DIRECTIVE A » From the text on Bahrain's trade, list every country it names as one of Bahrain's other major international destinations.

PAGE »
■ ■ ■ ■ ■

In the non-oil sector, base metals and articles thereof constitute the largest items of exports, followed by textile & textile articles and products of chemical and allied industries. The top three non-oil import items constitute machinery and appliances, transport equipment and base metals and articles. On the external accounts side, Bahrain will have to widen its non-oil export base. We believe that with its thrust on manufacturing industries, Bahrain will be able to develop its non-oil exports in the years ahead; however, it will take some time before its non-oil exports contribute substantially to the total revenue.

 

Bahrain’s trade with other GCC member countries was about 36.4% of non-oil exports and 20.7% of non-oil imports in the year 2006. Saudi Arabia has been the major export destination for Bahrain with exports worth BD184.5mn in 2006, representing 60.2% of total non-oil exports with the GCC member countries. The other important export destinations were UAE and Qatar representing 17.3% and 11.3% respectively of the total non-oil exports with the GCC countries. Similarly, Saudi Arabia has also been the major import destination for Bahrain with imports worth BD176.9mn taking place in 2006, representing 60.2% of the total non-oil imports with GCC countries in 2006, followed by UAE (28.1%) and Qatar (5.0%) in 2006. Saudi Arabia has been among the major import and export destination even when compared to all the countries that deal with Bahrain. Other major international destinations are Germany, Taiwan, India, Japan, China and USA. In 2006, Japan took the leading position from Saudi Arabia as the top exporter to Bahrain with imports worth BD181.0mn. The other major exporters to Bahrain included Germany, China, Australia and USA worth BD96.8mn, BD123.9mn, BD125.4mn and 108.5mn respectively.

 

The higher trade surplus in 2005 contributed to a sharp improvement in the current account, which increased the surplus from BD156.1mn in 2004 to BD592.2mn in 2005. Bahrain would have had a higher current account surplus in 2006 too due to higher trade balance as oil prices continued to remain on the higher side during the year 2006. However, the transfers abroad from the large expatriate community are also expected to grow with the increasing number of expatriates in the country.

 

The capital account surplus remained at the same level as compared to 2003 and 2004, but financial account could not hold its upbeat gain witnessed in 2003. The decrease in net outflow was largely on account of the substantial increase in portfolio investments, which saw net outflow of BD1.32bn in 2004 to BD1.74bn in the year 2005. As a result, the capital and financial account continued to extend its deficit from BD187.5mn in 2004 to BD610.1mn in 2005.

■ ■ ■ ■ ■

SUPPLIED RECORDS »
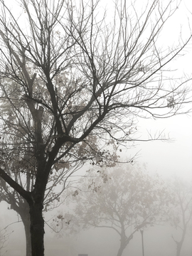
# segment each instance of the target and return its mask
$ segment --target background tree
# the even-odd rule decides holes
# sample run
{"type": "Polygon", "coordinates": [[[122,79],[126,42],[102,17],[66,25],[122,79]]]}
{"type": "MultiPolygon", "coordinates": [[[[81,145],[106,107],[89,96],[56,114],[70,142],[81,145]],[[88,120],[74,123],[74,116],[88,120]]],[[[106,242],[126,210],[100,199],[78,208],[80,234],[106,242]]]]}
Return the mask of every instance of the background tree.
{"type": "Polygon", "coordinates": [[[6,242],[11,235],[11,233],[6,232],[6,227],[5,228],[0,229],[0,256],[3,256],[4,255],[5,252],[3,252],[3,249],[6,247],[6,242]]]}
{"type": "Polygon", "coordinates": [[[165,68],[191,37],[172,49],[158,44],[173,1],[138,9],[117,1],[112,21],[98,1],[20,0],[19,17],[0,3],[1,182],[27,202],[32,255],[42,256],[53,174],[115,161],[116,142],[135,139],[138,116],[177,113],[186,79],[168,81],[165,68]]]}
{"type": "Polygon", "coordinates": [[[165,220],[171,195],[158,176],[151,177],[141,169],[102,169],[96,178],[95,174],[89,171],[73,190],[68,198],[70,210],[61,211],[53,225],[60,228],[62,224],[71,233],[90,227],[110,228],[120,237],[117,255],[121,256],[136,232],[165,220]]]}
{"type": "Polygon", "coordinates": [[[176,235],[172,235],[172,238],[176,245],[176,256],[180,256],[187,229],[192,223],[192,184],[179,178],[175,178],[171,184],[175,200],[169,218],[171,225],[177,230],[176,235]]]}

■ ■ ■ ■ ■

DIRECTIVE B » Copy all of the rows above line for line without changing them, and leave the pictures out of your copy.

TASK RESULT A » Germany, Taiwan, India, Japan, China, and USA.

TASK RESULT B »
# segment each instance of the target and return its mask
$ segment --target background tree
# the even-odd rule decides holes
# sample run
{"type": "Polygon", "coordinates": [[[122,79],[126,42],[102,17],[66,25],[122,79]]]}
{"type": "MultiPolygon", "coordinates": [[[[81,145],[106,107],[89,96],[56,114],[70,142],[81,145]],[[88,120],[74,123],[74,116],[88,120]]],[[[106,242],[126,210],[100,199],[78,208],[80,234],[106,242]]]]}
Return the mask of every instance of the background tree.
{"type": "Polygon", "coordinates": [[[6,242],[11,235],[11,233],[6,232],[6,227],[5,228],[0,229],[0,256],[3,256],[4,255],[5,252],[3,252],[3,249],[6,247],[6,242]]]}
{"type": "Polygon", "coordinates": [[[165,68],[191,37],[172,49],[158,44],[173,1],[138,9],[117,1],[112,21],[98,1],[20,0],[19,17],[0,3],[1,182],[27,202],[32,255],[42,256],[53,174],[115,161],[116,142],[135,139],[138,116],[177,113],[186,79],[168,81],[165,68]]]}
{"type": "Polygon", "coordinates": [[[165,220],[171,195],[158,176],[151,177],[141,169],[102,169],[96,178],[95,174],[89,171],[73,190],[68,198],[70,210],[61,211],[53,225],[60,228],[62,224],[71,233],[90,227],[110,228],[120,237],[117,255],[121,256],[136,232],[165,220]]]}
{"type": "Polygon", "coordinates": [[[176,235],[172,235],[172,238],[176,245],[176,256],[180,256],[187,229],[192,223],[192,184],[179,178],[175,178],[171,184],[175,200],[169,218],[171,225],[177,230],[176,235]]]}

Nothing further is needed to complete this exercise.